[[ Source document, beginning ]]

Another example is the resignation of scientist Tim Hunt after some comments about women in laboratory settings that were most likely jokes in poor taste, and not indicative of any sort of deep-rooted hatred of women. Instead of defending himself, listening to what others had to say about it or entering a debate, he just quit. He could have said: "My joke was bad and I recognise why it has offended some people, no matter how unintended it was." There. Is that so hard? I don't understand why some people caught in the crossfire of controversy feel the need to capitulate to the most radical and emotional demands first.

A third recent example is the demands of trans activists that Germaine Greer be denied speaking slots at feminist events because of her notoriously transphobic views. Once again, I do not think that if an event is not specifically or tangentially about trans matters, that Greer should be outright denied the opportunity to speak. But I do believe that free speech advocates are doing a stupid when they argue people with wrong and regressive ideas should be offered a stage at an event that seeks to engender meaningful discussion. Nobody in their right mind would argue for a KKK representative to speak at an antiracist rally, or for the Westboro Baptist Church to be allotted a speaking slot at a gay event. Or, to take it one step further, why would you invite a creationist to an evolutionary biology conference?

What sort of "debate" are these free speech advocates hoping for, really? Are they really interested in listening to concerns about how university professors probably shouldn't be endorsing sexist, racist or otherwise discriminatory practises and worldviews? Or do they merely want to brush off others' concerns as misguided and shallow? I don't think it's a coincidence that all authors of pieces arguing for the continuation of bad form and bad habit are white, cisgendered and heterosexual. At the same time, these authors are keen to downplay the factor of social context and cast "privilege checking" as a weapon to silence them. It's not a weapon. It's truth. It is well possible for a white person to say something meaningful about racial oppression of non-white groups, but their position is always one of historical power. It's easy for the non-oppressed to say that content matters more than who is bringing that content because it's a consideration they usually don't have to make.

Isolating concerned groups to their most extreme elements and casting it as a mere clash of emotions undermines the broader issues. In a vacuum, of course it doesn't matter if a white person dresses up in blackface or if a man makes an ironically sexist remark. But we don't live in a vacuum, and ignorance is no longer an excuse to do or say stupid things. Insisting that people should be able to do and say as they please or that "their side" ought to be heard as well, is simply a retreat into privilege, highlighting form over function and not contributing in any meaningful debate to an ongoing process of emancipation.

"Free speech" is one of the most misunderstood civil rights in the Western world. At its core, it does mean that you're allowed to say whatever is on your mind. But it doesn't mean that what you say is true or that the words you say don't have impact on others (indeed, why say them at all if they don't?). People with weak arguments will all too often resort to claiming critics are "censoring" and "silencing" them when they're merely being proven wrong. Free speech doesn't mean your opinion matters or is valid - a bitter truth to swallow for a lot of people.

In closing, here's another consideration. The authors of think pieces concerned about the sound and fury that sometimes comes with identity politics often explicitly see themselves as progressive people. Allies who indeed recognise that racism is bad, sexual violence is evil and that we still have ways to go to create an egalitarian society. So I'm not going to say these people have a hidden conservative agenda. But, as in the controversy around Zwarte Piet in the Netherlands and Belgium, it's not that every proponent of Zwarte Piet is racist - every racist is a proponent of Zwarte Piet. Similarly, not everyone who defended Tim Hunt was a sexist, but sexists and misogynists of all stripes unified behind Hunt. There does a come a time when the "free speech" advocates need to ask themselves what kind of friends they truly have.

[[ Source document, end ]]

Activity:
In the essay on free speech, what did Tim Hunt do instead of defending himself or entering a debate?

[[ Record set, beginning ]]

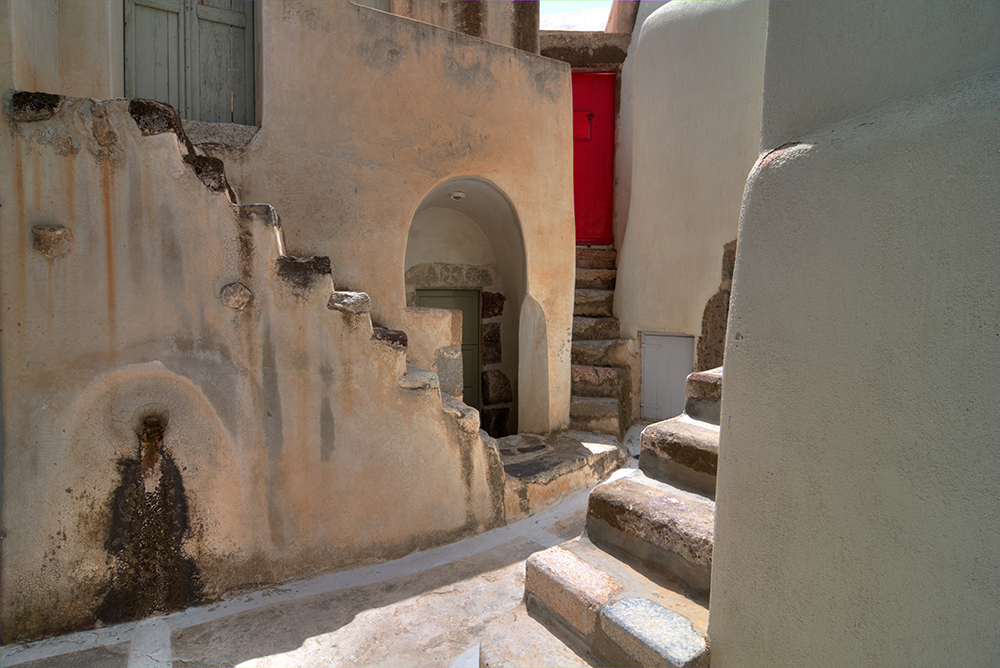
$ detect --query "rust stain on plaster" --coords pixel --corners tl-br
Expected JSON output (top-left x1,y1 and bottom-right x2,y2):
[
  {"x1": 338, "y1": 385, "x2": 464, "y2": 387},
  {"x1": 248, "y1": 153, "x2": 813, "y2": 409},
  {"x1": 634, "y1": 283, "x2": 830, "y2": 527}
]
[{"x1": 101, "y1": 161, "x2": 115, "y2": 364}]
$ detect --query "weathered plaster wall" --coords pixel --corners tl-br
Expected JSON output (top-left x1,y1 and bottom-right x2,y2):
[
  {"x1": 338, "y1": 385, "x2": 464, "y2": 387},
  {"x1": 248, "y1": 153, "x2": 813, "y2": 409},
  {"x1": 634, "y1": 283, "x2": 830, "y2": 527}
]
[
  {"x1": 615, "y1": 2, "x2": 767, "y2": 337},
  {"x1": 0, "y1": 98, "x2": 503, "y2": 642},
  {"x1": 212, "y1": 0, "x2": 575, "y2": 432},
  {"x1": 709, "y1": 2, "x2": 1000, "y2": 668},
  {"x1": 386, "y1": 0, "x2": 539, "y2": 53}
]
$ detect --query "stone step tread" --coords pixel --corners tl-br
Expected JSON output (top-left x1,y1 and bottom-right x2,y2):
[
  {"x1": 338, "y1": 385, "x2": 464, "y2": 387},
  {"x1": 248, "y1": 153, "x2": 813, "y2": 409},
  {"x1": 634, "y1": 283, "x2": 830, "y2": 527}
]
[
  {"x1": 571, "y1": 339, "x2": 630, "y2": 367},
  {"x1": 573, "y1": 290, "x2": 615, "y2": 318},
  {"x1": 524, "y1": 536, "x2": 708, "y2": 666},
  {"x1": 479, "y1": 603, "x2": 604, "y2": 668},
  {"x1": 587, "y1": 471, "x2": 715, "y2": 593},
  {"x1": 576, "y1": 247, "x2": 618, "y2": 269},
  {"x1": 569, "y1": 395, "x2": 618, "y2": 419},
  {"x1": 639, "y1": 415, "x2": 719, "y2": 495},
  {"x1": 570, "y1": 364, "x2": 628, "y2": 397},
  {"x1": 573, "y1": 315, "x2": 621, "y2": 341},
  {"x1": 576, "y1": 268, "x2": 618, "y2": 290}
]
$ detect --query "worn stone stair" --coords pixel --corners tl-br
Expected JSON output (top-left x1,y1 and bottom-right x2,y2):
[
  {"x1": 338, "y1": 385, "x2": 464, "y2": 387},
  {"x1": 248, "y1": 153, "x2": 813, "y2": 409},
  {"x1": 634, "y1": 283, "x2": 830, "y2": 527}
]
[
  {"x1": 570, "y1": 246, "x2": 633, "y2": 437},
  {"x1": 494, "y1": 368, "x2": 722, "y2": 668}
]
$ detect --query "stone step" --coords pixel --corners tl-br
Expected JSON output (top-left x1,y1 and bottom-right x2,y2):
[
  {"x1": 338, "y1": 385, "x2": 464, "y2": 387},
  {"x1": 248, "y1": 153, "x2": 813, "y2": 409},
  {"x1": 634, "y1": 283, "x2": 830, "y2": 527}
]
[
  {"x1": 587, "y1": 471, "x2": 715, "y2": 595},
  {"x1": 524, "y1": 536, "x2": 708, "y2": 667},
  {"x1": 478, "y1": 603, "x2": 604, "y2": 668},
  {"x1": 496, "y1": 431, "x2": 625, "y2": 524},
  {"x1": 570, "y1": 364, "x2": 628, "y2": 398},
  {"x1": 576, "y1": 247, "x2": 618, "y2": 269},
  {"x1": 684, "y1": 366, "x2": 722, "y2": 424},
  {"x1": 639, "y1": 415, "x2": 719, "y2": 497},
  {"x1": 576, "y1": 269, "x2": 618, "y2": 290},
  {"x1": 573, "y1": 290, "x2": 615, "y2": 318},
  {"x1": 571, "y1": 339, "x2": 634, "y2": 367},
  {"x1": 573, "y1": 315, "x2": 621, "y2": 341},
  {"x1": 569, "y1": 396, "x2": 620, "y2": 434}
]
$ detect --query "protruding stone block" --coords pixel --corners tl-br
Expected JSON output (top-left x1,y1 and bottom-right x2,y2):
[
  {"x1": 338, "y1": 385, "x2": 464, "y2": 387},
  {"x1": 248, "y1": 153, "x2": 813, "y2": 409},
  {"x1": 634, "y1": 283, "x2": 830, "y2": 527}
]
[
  {"x1": 399, "y1": 364, "x2": 438, "y2": 390},
  {"x1": 327, "y1": 292, "x2": 372, "y2": 315},
  {"x1": 31, "y1": 225, "x2": 73, "y2": 259},
  {"x1": 219, "y1": 283, "x2": 253, "y2": 311}
]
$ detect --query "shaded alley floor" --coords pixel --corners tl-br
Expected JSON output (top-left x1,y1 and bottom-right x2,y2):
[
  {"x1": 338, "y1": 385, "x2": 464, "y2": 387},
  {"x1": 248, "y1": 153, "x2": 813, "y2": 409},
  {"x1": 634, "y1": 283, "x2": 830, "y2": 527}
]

[[ Record set, end ]]

Task output:
He quit.